■ SET EXERCISE:
Move over the lines of the listing from the line with "of the dark" up to and including the last line of the listing, keeping every line and adding 137 to each coordinate in the answers.

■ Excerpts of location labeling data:
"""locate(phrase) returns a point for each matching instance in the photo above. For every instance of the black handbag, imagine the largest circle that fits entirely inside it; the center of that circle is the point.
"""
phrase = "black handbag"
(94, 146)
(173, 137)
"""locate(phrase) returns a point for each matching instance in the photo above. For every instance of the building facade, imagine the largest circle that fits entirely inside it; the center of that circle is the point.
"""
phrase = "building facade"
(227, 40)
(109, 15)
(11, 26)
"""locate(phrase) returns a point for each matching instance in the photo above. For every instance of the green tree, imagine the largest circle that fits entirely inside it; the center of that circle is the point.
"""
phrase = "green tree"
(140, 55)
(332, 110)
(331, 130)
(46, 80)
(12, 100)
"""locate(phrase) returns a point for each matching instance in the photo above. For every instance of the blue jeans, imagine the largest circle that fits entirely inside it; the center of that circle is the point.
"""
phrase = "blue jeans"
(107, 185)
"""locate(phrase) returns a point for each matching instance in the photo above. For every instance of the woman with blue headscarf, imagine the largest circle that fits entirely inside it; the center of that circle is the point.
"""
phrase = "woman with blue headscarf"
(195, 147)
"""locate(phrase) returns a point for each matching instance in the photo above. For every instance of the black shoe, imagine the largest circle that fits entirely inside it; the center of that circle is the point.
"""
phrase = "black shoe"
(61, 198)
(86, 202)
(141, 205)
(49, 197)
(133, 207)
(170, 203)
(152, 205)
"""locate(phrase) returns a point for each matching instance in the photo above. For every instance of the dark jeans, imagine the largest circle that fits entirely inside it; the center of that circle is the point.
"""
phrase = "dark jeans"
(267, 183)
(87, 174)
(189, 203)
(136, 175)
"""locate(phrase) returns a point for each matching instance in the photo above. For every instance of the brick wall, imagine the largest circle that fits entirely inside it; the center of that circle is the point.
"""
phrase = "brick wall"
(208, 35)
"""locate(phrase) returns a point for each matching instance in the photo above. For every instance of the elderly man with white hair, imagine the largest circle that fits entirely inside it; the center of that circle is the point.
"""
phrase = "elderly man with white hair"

■ FULL OUTPUT:
"""locate(phrase) returns a point for each matching instance in the photo above. For every instance of the dark jeans, imagine the largest circle that fits entirely inside it; the center of that circle is the point.
"""
phrase = "dark jeans"
(404, 320)
(224, 311)
(326, 340)
(273, 312)
"""locate(phrase) returns a point for each matching instance in the photo above. For every instance of the brick wall, imagine the largest circle that fits entirely inside it; the center of that circle is the point.
"""
phrase = "brick wall"
(345, 172)
"""locate(phrase) returns a point for each matching instance in the photo above. For every instance of the elderly man with white hair, imagine the largest circle that fits entirely inside it; the center of that circle is the point.
"""
phrase = "elderly man with white hair"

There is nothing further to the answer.